Task statement >> The records below must be repeated exactly, but without their pictures.

Source records:
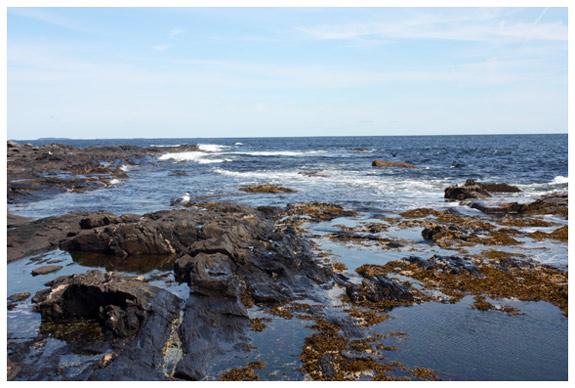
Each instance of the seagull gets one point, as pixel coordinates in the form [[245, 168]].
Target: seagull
[[183, 200]]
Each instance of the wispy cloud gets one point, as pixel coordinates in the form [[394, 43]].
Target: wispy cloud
[[477, 27], [163, 47], [53, 18], [175, 32]]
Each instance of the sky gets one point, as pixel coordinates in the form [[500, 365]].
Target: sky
[[88, 73]]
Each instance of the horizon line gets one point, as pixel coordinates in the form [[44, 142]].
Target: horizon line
[[281, 137]]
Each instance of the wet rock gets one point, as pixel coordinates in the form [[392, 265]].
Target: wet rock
[[381, 163], [141, 315], [46, 270], [470, 189], [355, 356], [379, 288], [78, 169], [501, 188], [209, 274], [313, 174], [447, 264], [28, 237], [19, 297], [443, 232], [318, 211], [327, 366], [210, 327], [353, 291], [266, 188], [553, 204], [14, 221]]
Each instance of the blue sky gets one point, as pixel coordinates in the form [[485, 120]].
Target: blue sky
[[243, 72]]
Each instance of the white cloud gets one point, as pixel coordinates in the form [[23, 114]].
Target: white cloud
[[175, 32], [161, 47], [478, 27]]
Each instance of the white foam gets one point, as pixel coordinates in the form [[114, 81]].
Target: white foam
[[212, 147], [182, 156], [165, 145], [279, 153], [270, 175], [559, 180]]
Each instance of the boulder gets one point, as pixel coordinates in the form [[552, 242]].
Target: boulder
[[46, 269], [26, 237], [552, 204], [470, 189], [266, 188], [379, 288], [501, 188], [138, 321], [447, 264]]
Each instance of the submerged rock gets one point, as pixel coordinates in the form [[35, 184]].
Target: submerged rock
[[470, 189], [377, 289], [381, 163], [46, 269], [501, 188], [551, 204], [266, 188]]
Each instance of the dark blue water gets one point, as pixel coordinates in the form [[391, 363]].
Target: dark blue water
[[459, 343], [535, 163]]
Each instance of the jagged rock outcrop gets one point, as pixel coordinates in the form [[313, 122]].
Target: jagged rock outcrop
[[136, 318]]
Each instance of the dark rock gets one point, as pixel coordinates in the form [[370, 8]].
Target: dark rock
[[210, 327], [447, 264], [209, 274], [19, 297], [328, 366], [381, 163], [441, 232], [470, 189], [14, 221], [380, 288], [46, 269], [501, 188], [143, 316], [28, 237], [552, 204], [266, 188], [354, 356], [83, 167], [354, 293]]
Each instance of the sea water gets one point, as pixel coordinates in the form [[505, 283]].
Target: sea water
[[459, 343]]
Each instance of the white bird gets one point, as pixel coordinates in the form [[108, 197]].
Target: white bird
[[183, 200]]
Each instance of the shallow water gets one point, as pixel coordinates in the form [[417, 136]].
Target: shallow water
[[457, 342]]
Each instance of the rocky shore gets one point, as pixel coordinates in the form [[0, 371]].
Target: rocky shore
[[236, 260], [37, 172]]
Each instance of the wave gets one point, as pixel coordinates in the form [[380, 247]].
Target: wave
[[165, 145], [559, 180], [269, 175], [279, 153], [212, 147]]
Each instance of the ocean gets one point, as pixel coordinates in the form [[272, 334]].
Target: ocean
[[459, 343]]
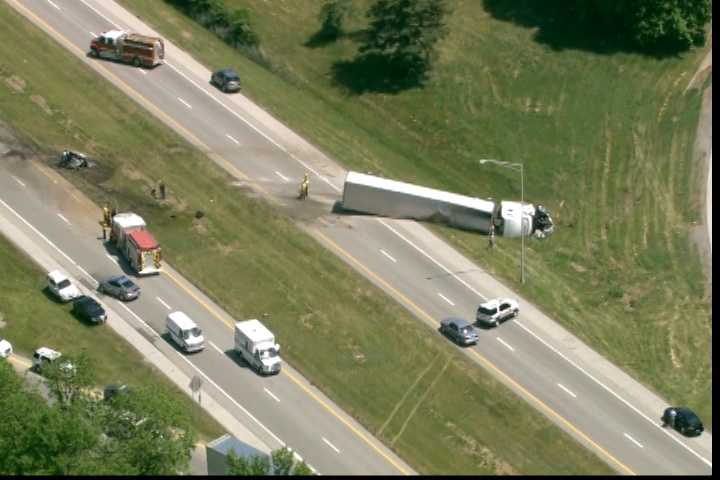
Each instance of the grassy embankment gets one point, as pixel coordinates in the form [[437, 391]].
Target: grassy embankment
[[606, 142], [33, 320], [406, 384]]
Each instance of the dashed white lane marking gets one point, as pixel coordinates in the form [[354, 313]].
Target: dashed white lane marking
[[633, 440], [566, 390], [388, 255], [331, 445], [506, 345], [164, 304], [87, 274], [184, 103], [271, 394], [216, 347], [446, 299]]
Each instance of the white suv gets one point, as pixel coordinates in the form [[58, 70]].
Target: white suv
[[497, 310], [61, 286]]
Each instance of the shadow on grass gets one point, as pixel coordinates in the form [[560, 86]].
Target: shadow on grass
[[373, 73], [563, 25]]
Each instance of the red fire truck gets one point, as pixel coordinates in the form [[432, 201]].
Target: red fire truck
[[129, 48], [130, 235]]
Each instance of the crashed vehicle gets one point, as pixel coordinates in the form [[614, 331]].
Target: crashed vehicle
[[74, 160]]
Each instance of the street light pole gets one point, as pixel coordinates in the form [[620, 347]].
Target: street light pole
[[514, 166]]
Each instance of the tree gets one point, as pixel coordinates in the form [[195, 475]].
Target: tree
[[280, 462], [405, 33], [332, 15]]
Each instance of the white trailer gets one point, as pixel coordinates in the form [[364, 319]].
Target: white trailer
[[257, 346], [381, 196]]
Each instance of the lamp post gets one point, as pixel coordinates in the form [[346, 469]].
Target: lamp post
[[516, 166]]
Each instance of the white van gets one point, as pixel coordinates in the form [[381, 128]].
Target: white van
[[185, 332]]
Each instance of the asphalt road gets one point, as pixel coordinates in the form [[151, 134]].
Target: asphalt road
[[594, 401]]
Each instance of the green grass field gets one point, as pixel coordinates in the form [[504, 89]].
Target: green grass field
[[33, 319], [605, 139], [401, 380]]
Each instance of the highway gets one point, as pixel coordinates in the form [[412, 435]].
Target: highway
[[591, 399]]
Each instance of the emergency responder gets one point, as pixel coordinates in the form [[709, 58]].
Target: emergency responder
[[304, 188]]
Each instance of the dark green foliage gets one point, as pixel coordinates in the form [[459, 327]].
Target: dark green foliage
[[139, 433]]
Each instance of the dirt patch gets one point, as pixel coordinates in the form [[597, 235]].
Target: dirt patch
[[16, 83]]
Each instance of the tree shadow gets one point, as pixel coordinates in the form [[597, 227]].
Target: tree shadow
[[374, 73], [570, 25]]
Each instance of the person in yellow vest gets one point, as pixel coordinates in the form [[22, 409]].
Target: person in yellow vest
[[304, 188]]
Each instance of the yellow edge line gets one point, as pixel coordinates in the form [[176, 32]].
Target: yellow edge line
[[485, 361], [169, 120]]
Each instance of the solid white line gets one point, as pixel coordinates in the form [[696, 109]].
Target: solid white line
[[504, 343], [283, 149], [185, 103], [331, 445], [216, 347], [518, 323], [388, 255], [633, 440], [271, 394], [566, 390], [89, 276], [38, 233], [446, 299], [165, 304]]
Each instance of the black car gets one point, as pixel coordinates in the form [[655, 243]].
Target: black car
[[120, 287], [87, 308], [459, 330], [683, 420], [226, 80]]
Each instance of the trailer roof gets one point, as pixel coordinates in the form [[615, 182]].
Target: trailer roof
[[408, 188], [143, 239], [254, 330]]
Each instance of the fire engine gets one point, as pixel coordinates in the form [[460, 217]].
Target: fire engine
[[131, 237], [129, 48]]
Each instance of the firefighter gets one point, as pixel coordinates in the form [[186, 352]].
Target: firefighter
[[304, 188]]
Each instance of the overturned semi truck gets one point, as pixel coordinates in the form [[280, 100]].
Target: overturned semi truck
[[380, 196]]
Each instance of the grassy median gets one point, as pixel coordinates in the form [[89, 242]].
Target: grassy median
[[401, 380], [605, 135], [32, 319]]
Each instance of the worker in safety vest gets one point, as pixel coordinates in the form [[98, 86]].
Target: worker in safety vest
[[304, 188]]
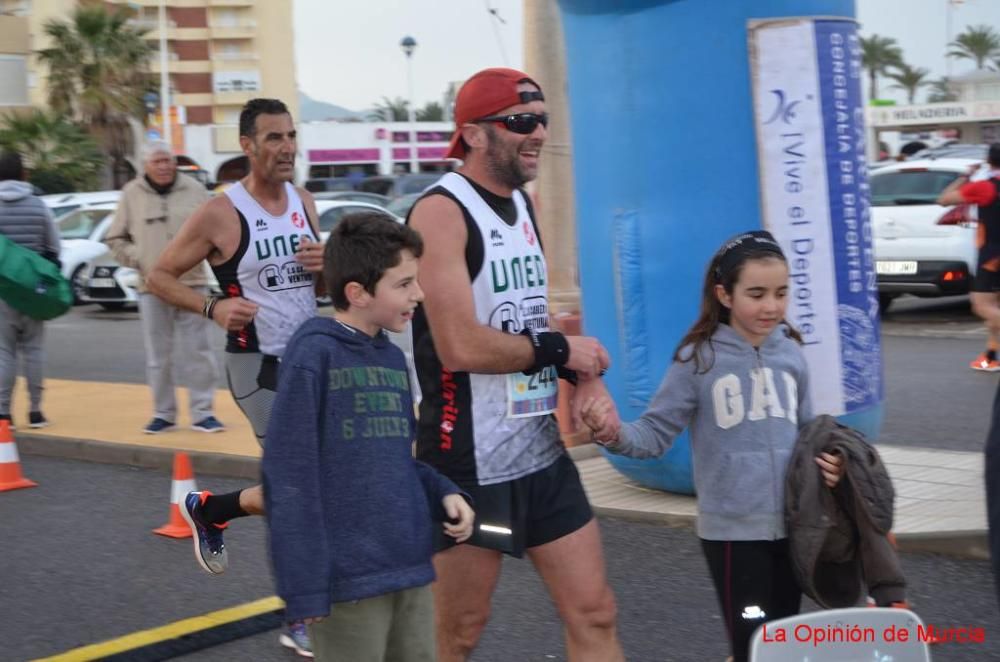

Solved problem >>
Each instance of the seagull gets one point, as pixel coordinates in the form [[245, 168]].
Target: seagull
[[183, 200]]
Each instance of the wispy cloud gets one point, as pixel coordinates in the form [[394, 43]].
Target: wispy cloud
[[477, 27], [163, 47], [53, 18], [175, 32]]
Each instance of the sky gets one point, as pixel coordinates in the form [[500, 365]].
Target: sky
[[88, 73]]
Each instance of the horizon line gets one point, as pixel coordinates in the form [[44, 142]].
Target: horizon line
[[281, 137]]
Each instance of the wet rock gets one point, as pixel coordinates in the form [[392, 265]].
Target: wet rock
[[381, 163], [141, 315], [46, 270], [470, 189], [355, 356], [379, 288], [78, 169], [501, 188], [209, 274], [313, 174], [447, 264], [28, 237], [19, 297], [443, 232], [318, 211], [327, 366], [210, 327], [353, 291], [266, 188], [553, 204], [14, 221]]
Each instance of the blue sky gets one point, as pixel coordinates in the form [[485, 120]].
Target: blue sky
[[243, 72]]
Each instance of the white cloud gets one point, as pixel coordinates in the form [[23, 114]].
Target: white cloud
[[175, 32], [161, 47], [478, 27]]
Each instance of the white foam gets one point, as pixel coordinates in the form [[114, 81]].
Target: white foam
[[212, 147], [182, 156], [165, 145], [279, 153], [270, 175], [559, 180]]
Each instance of the boulder gets one point, as pixel coordinates in the form [[552, 242]].
Target: boulder
[[46, 269], [26, 237], [552, 204], [470, 189], [266, 188], [379, 288], [501, 188], [138, 321], [447, 264]]
Each instance of the submerged rock gets one point, as pixel coordinates in the form [[35, 184]].
Target: submerged rock
[[470, 189], [377, 289], [381, 163], [46, 269], [501, 188], [551, 204], [266, 188]]
Each instance of the dark blue water gets one point, as pixel coordinates in the form [[391, 363]].
Target: dark blue water
[[459, 343], [535, 163]]
Each instance of the jagged rock outcrop gets one point, as pixel coordinates in the form [[313, 122]].
Target: jagged rock outcrop
[[136, 318]]
Each instance of the dark rock gets one point, as pixel coordinates in the form [[370, 8]].
Target: dark rock
[[210, 327], [447, 264], [209, 274], [19, 297], [328, 366], [381, 163], [441, 232], [470, 189], [14, 221], [380, 288], [46, 269], [501, 188], [143, 316], [28, 237], [552, 204], [266, 188], [354, 356], [83, 167], [354, 293]]
Each instance of the sea water gets one point, as pixel coordinates in the form [[505, 283]].
Target: sea water
[[459, 343]]
Each instance of the white bird gets one point, as pixel coordinates in the form [[108, 197]].
Target: white bird
[[183, 200]]
Each instance of the shallow water gets one point, as pixel coordinates in the form [[417, 136]].
Target: shallow water
[[457, 342]]
Each instance of the rocky shore gets one point, as pixel coordinates in the form [[0, 371]].
Target: rocky shore
[[236, 260], [37, 172]]
Each instance of the wave gets one point, as pixel coordinates in the form [[380, 247]].
Target: wave
[[165, 145], [559, 180], [269, 175], [279, 153], [212, 147]]
Each instance of the ocean gets one point, as pixel coordinates in the form [[272, 334]].
Target: ocean
[[459, 343]]
Each instance of the grassy embankment gets one point, as pixel coordinates in the form [[437, 391]].
Target: grassy embankment
[[606, 142], [33, 320], [406, 384]]
Each instance of the dashed white lane marking gets one point, as pixel coordinates in the form [[354, 313]].
Target: dashed white lane marking
[[633, 440], [566, 390], [388, 255], [331, 445], [506, 345], [164, 304], [87, 274], [184, 103], [271, 394], [216, 347], [446, 299]]
Each instance of the white suv gets one point, as pixel coordinates in the form [[58, 70]].
Target: white suv
[[497, 310], [61, 286]]
Each instance of the shadow on grass gets one point, as pixel coordinates in the form [[560, 86]].
Target: shadow on grass
[[373, 73], [563, 25]]
Each instance of the red fire truck gets one point, as pixel coordinates in the form [[432, 201]].
Target: red fire truck
[[129, 48], [130, 235]]
Each instance of the crashed vehicle gets one point, as pixel coordinates in the form [[614, 331]].
Target: crashed vehicle
[[74, 160]]
Each instance of the street light pole gets one point, as pixel coordinates in the form [[620, 347]].
Target: street light pole
[[514, 166]]
Each instance of the tree gets one point, as pixel coordinates in the form [[195, 475]].
Target: tree
[[280, 462], [405, 33], [332, 15]]
Each instance of the white trailer gets one point, as pixel coordinates in the form [[364, 319]].
Target: white trailer
[[257, 346], [381, 196]]
Each instance of the lamp post gets one point, as pixel coordinates in the form [[346, 469]].
Target: lamp post
[[516, 166]]
Each instance of the white van gets one point, as pixel coordinates in the form [[381, 128]].
Target: white van
[[185, 332]]
Each instance of the asphalt road gets one point, as pixel coordinates in the form [[151, 134]].
Target: asphalt road
[[594, 401]]
Each instance of the green grass field gets one point, as pixel coordinates in the form [[504, 89]].
Target: green grass field
[[33, 319], [605, 139], [401, 380]]
Each instance of the highway gets one point, as pixel coordinates in the form [[412, 435]].
Target: highway
[[591, 399]]
Each instance of the emergency responder gets one point, as pixel coordinates in the form [[709, 58]].
Target: emergency responder
[[304, 188]]
Each instance of the dark green foliage gets one point, as pixel coordinates in the form [[459, 327]].
Target: dark green foliage
[[139, 433]]
Each instance of the dirt patch gets one point, as pixel coordinates in the form [[597, 235]].
Target: dirt patch
[[16, 83]]
Each instance of the tree shadow gets one point, as pixel coordinates in the form [[597, 227]].
Target: tree shadow
[[374, 73], [570, 25]]
Each instance of the person in yellow vest gets one point, as pixel coordinates in the form [[22, 409]].
Target: person in yellow vest
[[304, 188]]
Each instance of the yellow edge line gets one point, as pixel coordinates in the form [[176, 32]].
Target: yellow edge line
[[485, 361], [169, 120]]
Each instance of the solid white line gets one point, as pixel coordinates in the form [[696, 109]].
Target: solid white line
[[504, 343], [283, 149], [185, 103], [331, 445], [216, 347], [518, 323], [388, 255], [633, 440], [271, 394], [566, 390], [89, 276], [38, 233], [446, 299], [165, 304]]
Each instance of the black car gets one point, as pixel coordinates in the form [[655, 243]].
Target: black car
[[120, 287], [87, 308], [459, 330], [683, 420], [226, 80]]
Each instance of the trailer roof gets one point, as pixel coordinates in the form [[615, 182]].
Target: trailer roof
[[408, 188], [143, 239], [254, 330]]
Each instance of the fire engine gets one point, as pixel coordinates in the form [[460, 217]].
Target: fire engine
[[131, 237], [129, 48]]
Each instance of the firefighter gets one point, as pixel coordinates in the form [[186, 352]].
Target: firefighter
[[304, 188]]
Each instance of the overturned semi truck gets one point, as pixel coordinates in the form [[280, 100]].
Target: overturned semi truck
[[380, 196]]
Each instance of the grassy median gets one point, as pixel coordinates in the form [[89, 242]].
Target: grassy median
[[401, 380], [605, 135], [32, 319]]
Each instance of the worker in safety vest gets one point, as pixel coordinates in the form [[98, 86]].
Target: worker in safety vest
[[304, 188]]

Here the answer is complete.